◆ WHAT THE TASK ASKS ◆
Reproduce, word for word, the stretch from the start of the records through the line containing "[(443, 287)]". Include both ends and nothing else.
---- DATA ROWS
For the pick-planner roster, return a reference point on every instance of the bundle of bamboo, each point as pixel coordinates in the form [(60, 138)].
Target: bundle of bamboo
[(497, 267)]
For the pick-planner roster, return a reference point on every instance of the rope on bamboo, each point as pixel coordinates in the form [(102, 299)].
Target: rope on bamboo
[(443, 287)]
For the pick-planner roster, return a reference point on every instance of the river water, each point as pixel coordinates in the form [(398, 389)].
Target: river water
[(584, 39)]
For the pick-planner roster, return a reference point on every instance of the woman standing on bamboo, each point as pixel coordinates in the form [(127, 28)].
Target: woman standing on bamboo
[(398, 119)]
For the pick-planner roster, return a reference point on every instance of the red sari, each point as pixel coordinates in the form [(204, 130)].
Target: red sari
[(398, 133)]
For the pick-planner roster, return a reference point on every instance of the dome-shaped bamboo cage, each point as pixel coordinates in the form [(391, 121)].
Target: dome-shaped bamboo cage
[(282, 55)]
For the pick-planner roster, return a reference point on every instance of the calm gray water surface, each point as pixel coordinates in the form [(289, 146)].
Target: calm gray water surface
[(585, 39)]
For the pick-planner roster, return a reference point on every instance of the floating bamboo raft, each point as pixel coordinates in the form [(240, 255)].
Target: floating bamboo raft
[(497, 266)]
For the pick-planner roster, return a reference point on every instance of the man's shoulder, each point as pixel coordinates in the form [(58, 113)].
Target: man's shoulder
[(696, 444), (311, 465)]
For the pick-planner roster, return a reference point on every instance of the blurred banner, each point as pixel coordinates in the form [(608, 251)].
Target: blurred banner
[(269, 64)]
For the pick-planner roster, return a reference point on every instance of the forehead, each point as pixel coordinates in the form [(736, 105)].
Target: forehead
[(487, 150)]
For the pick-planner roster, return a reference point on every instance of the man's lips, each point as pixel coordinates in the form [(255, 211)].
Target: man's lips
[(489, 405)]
--------
◆ WRITTEN SOLUTION ◆
For the pick-planner roster, return a reference point on every instance of the bundle of bamboo, each point as pixel coordinates in the form [(60, 138)].
Target: bundle of bamboo
[(497, 267)]
For the pick-planner roster, return a reference point on every instance of the rope on bamboo, each point as pixel coordinates in the form [(102, 299)].
Target: rope on bamboo
[(443, 287)]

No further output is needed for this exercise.